> _SET EXERCISE_
Return, unchanged, every line of the entries below from the line holding "Point to the rock" through the last line of the entries, inclusive.

> _STORED ROWS_
———
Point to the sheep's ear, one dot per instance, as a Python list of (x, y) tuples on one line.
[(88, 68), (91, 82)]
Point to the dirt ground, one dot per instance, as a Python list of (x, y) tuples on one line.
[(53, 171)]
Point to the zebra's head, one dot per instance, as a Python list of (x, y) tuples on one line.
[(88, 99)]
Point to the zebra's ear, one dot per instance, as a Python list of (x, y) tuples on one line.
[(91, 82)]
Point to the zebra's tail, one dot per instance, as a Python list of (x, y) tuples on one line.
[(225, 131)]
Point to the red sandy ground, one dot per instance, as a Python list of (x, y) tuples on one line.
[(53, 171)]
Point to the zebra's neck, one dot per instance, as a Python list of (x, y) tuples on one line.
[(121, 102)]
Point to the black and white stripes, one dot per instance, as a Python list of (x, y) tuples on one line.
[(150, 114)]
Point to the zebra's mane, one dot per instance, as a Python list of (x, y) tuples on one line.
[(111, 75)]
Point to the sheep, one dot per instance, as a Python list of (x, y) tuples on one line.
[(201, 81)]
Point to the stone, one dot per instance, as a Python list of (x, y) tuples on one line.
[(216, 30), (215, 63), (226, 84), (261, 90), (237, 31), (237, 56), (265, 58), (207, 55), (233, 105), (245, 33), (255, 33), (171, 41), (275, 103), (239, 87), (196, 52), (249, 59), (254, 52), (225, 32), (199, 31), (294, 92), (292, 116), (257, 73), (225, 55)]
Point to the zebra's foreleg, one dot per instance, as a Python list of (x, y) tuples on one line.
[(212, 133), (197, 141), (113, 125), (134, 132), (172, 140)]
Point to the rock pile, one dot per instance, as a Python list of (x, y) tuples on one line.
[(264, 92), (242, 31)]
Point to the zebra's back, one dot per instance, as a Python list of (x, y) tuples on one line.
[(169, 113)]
———
> _ANSWER TO THIS PROBLEM_
Point to the rock pile, one dot per instance, as a Python list of (x, y) tuples on one line.
[(264, 92), (242, 31)]
Point to the zebra's back, one dot per instance, as a Python list of (x, y) tuples on one line.
[(169, 113)]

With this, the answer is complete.